> [WHAT IS ASKED] What follows is a listing; restate every line of it word for word.

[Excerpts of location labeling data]

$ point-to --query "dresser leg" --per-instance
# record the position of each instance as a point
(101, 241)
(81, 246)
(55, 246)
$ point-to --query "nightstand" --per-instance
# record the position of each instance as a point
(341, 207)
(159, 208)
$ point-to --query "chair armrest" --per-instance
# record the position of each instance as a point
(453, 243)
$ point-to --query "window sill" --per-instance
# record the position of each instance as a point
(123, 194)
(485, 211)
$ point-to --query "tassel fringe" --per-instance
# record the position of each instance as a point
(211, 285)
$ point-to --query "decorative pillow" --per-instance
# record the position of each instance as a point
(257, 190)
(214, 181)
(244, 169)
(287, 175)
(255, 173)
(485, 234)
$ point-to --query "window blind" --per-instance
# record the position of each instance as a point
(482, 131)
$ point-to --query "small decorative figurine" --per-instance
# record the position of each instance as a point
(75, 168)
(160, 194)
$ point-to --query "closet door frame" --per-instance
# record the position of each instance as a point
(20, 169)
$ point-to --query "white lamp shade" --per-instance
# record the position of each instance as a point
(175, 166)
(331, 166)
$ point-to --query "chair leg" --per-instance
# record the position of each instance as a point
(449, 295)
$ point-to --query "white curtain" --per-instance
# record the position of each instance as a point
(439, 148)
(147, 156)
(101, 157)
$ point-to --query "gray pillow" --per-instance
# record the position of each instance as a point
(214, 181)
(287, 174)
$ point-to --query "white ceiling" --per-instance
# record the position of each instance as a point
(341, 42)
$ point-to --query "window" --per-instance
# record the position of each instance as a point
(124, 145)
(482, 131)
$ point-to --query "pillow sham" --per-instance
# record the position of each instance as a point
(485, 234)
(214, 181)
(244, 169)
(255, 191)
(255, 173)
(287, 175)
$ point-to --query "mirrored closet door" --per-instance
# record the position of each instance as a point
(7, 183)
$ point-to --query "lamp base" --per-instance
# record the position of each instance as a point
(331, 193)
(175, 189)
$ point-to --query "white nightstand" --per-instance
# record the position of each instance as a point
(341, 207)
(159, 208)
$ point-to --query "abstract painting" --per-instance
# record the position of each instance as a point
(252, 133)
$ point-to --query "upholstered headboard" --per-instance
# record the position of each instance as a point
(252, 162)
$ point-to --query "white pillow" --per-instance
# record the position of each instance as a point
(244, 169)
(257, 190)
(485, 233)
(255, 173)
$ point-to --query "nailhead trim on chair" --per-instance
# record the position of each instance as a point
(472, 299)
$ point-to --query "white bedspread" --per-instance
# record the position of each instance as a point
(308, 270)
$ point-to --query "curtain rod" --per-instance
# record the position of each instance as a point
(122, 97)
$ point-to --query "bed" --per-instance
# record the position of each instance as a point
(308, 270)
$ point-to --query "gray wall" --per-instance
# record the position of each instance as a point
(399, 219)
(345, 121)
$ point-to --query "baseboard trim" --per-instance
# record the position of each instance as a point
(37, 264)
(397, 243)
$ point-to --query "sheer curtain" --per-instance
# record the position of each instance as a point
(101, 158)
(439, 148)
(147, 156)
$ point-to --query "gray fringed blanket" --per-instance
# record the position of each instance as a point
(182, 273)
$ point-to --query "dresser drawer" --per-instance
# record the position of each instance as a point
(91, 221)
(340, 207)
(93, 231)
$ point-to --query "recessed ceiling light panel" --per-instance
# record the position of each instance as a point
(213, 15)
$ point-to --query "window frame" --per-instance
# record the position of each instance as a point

> [THE ANSWER]
$ point-to --query "dresser leg" --per-instance
# record the position of each instance as a point
(101, 241)
(81, 246)
(55, 246)
$ point-to --query "nightstand" --per-instance
# record the position of each instance as a point
(341, 207)
(159, 208)
$ point-to --query "chair armrest" --per-instance
# record the position of each instance as a point
(453, 243)
$ point-to --query "window sill" --per-instance
# record the position of each instance as a point
(123, 194)
(485, 211)
$ point-to --query "tassel fringe" --per-instance
# record the position of each instance as a point
(211, 285)
$ point-to --query "decorative pillow" --per-instance
# record the position of each instance as a point
(257, 190)
(214, 181)
(244, 169)
(287, 175)
(255, 173)
(485, 234)
$ point-to --query "window blind" --per-instance
# record the position of each instance as a point
(482, 131)
$ point-to --query "small decorative figurine" --per-instance
# record the position of each instance as a point
(75, 168)
(160, 194)
$ point-to --query "closet door frame" --per-instance
# record the position of each instance as a point
(20, 169)
$ point-to --query "white lamp shade" --per-instance
# record the position of each instance as a point
(175, 166)
(331, 166)
$ point-to --query "chair leg" --per-instance
# record the position of each instance as a point
(449, 295)
$ point-to --query "white curtain" --per-instance
# record the position of each instance as a point
(439, 148)
(147, 156)
(101, 157)
$ point-to --query "gray pillow" --per-instance
# record the position of each instance as a point
(214, 181)
(287, 174)
$ point-to --query "white ceiling" --per-instance
# record the position of each instance as a point
(341, 42)
$ point-to --query "window" --per-instance
# record the position of each instance as a point
(124, 145)
(482, 131)
$ point-to --query "pillow sham" --per-instance
# record the position of each instance as a point
(485, 234)
(214, 181)
(244, 169)
(255, 191)
(255, 173)
(287, 175)
$ point-to --query "mirrored closet door" --per-instance
# record the position of each instance as a point
(7, 183)
$ point-to --query "lamp base" --per-instance
# record the position of each instance as a point
(331, 193)
(175, 189)
$ point-to --query "white nightstand" --per-instance
# record the position of each instance as a point
(341, 207)
(159, 208)
$ point-to --query "abstract painting" --per-instance
# record the position of each instance as a point
(252, 133)
$ point-to --query "upholstered headboard" --per-instance
# record the position of each instance as a point
(252, 162)
$ point-to --query "white pillow" --per-instance
# record the position of each instance as a point
(244, 169)
(257, 190)
(485, 233)
(255, 173)
$ point-to --query "nailhead trim on chair" --per-instance
# record the position of each instance as a point
(472, 299)
$ point-to --query "white bedspread" --per-instance
# record the position of each instance as a point
(308, 270)
$ point-to --query "curtain rod" --per-instance
# record the position of each instance as a point
(122, 97)
$ point-to --query "bed" --per-instance
# record the position of each instance as a point
(308, 270)
$ point-to --query "gray wall" --per-instance
# record the position of each instance as a point
(399, 219)
(345, 121)
$ point-to --query "baseboard trim" --per-instance
# record the position of each instance as a point
(37, 264)
(397, 243)
$ point-to --query "sheer curtain" --per-instance
# record the position of each instance as a point
(101, 158)
(439, 148)
(147, 156)
$ point-to --query "gray fringed blanket" --per-instance
# record the position of each instance as a point
(182, 273)
$ point-to --query "dresser drawer" --per-instance
# record the position of each instance as a point
(91, 221)
(340, 207)
(93, 231)
$ point-to --query "recessed ceiling light panel" --per-instance
# record the position of each instance as a point
(213, 15)
$ point-to --query "window frame" --per-instance
# record the position of each instance as a point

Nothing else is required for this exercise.